* **Your objective**
Continue the passage about the passengers on the Malaysia Airlines flight, starting after its last sentence.

* **Source text**
Norli Akmar Hamid, 33, and her husband Razahan Zamani, 24, from Malaysia met while working at a supermarket chain in Kuala Lumpur, local reports say.
They decided to get married in 2012 and were on a long-delayed honeymoon trip to Beijing.
A relative told Malaysian state news agency Bernama that the couple planned the holiday after Ms Norli suffered a miscarriage.
Before the trip, Ms. Norli posted a picture on social media of one of her cats sitting on her suitcase.
The Wall Street Journal quoted friends as saying that this was the couple’s first time on a plane.
On the way to new jobs
American Philip Wood, an IBM employee, was also on the Malaysia Airlines flight
IBM executive Philip Wood, 50, originally from Texas, was one of three Americans on the plane.
Mr Wood – an avid traveler – had just been transferred to Malaysia and was excited about the new beginning, his younger brother James told the Wall Street Journal.
It was his last planned trip to Beijing before settling in Kuala Lumpur. He has two sons from a previous marriage who are based in Texas, reports say.
“We are all sticking together,” his father, Aubrey Wood, told the New York Times. “What can you do? What can you say?”

* **Dataset section**
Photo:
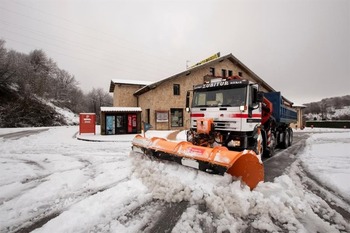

* **Answer to the problem**
Another passenger on the way to a new job was mechanical engineer Paul Weeks from New Zealand.
The former soldier moved his family to Perth, Australia, after the devastating earthquakes in Christchurch, reports say.
Before he left home, he took off his wedding ring and watch and gave them to his wife for his two young sons.
A vigil for the missing passengers has been held in the Malaysian capital, Kuala Lumpur
“If something should happen to me then the wedding ring should go to the first son that gets married and the watch to the second,” his wife Danica Weeks was quoted by media as saying.
Malaysian Mohd Sofuan Ibrahim was reportedly heading to Beijing to report for duty at Malaysia’s Ministry of International Trade and Industry branch office there.
His father, Ibrahim Abdul Razak, told Malaysia’s state news agency Bernama that the 33-year-old had never disappointed him. Mr Sofuan was to have held his post in Beijing for six months, Bernama adds.
A veteran martial arts expert and stunt double for actor Jet Li was also on board flight MH370.
According to reports, 35-year-old Ju Kun – who had worked on films such as The Forbidden Kingdom – was in Malaysia choreographing a production.
He was on the plane with Chinese national Ding Lijun, who had moved to Malaysia about a year ago to work on construction sites, and was making his first trip home to Beijing since then, a relative told US media.
Nine of those on the plane were old friends, pensioners who made a journey to Nepal, and were on their way back home.
Australian couples Mary and Rodney Burrows are also among the missing. Their son, Jayden, said his family was “heartbroken this stage of their life has been cut short”.
Reports say passengers Mary and Rodney Burrows had been married for 30 years.
Reports say they had been travelling with friends and fellow passengers Catherine and Robert Lawton.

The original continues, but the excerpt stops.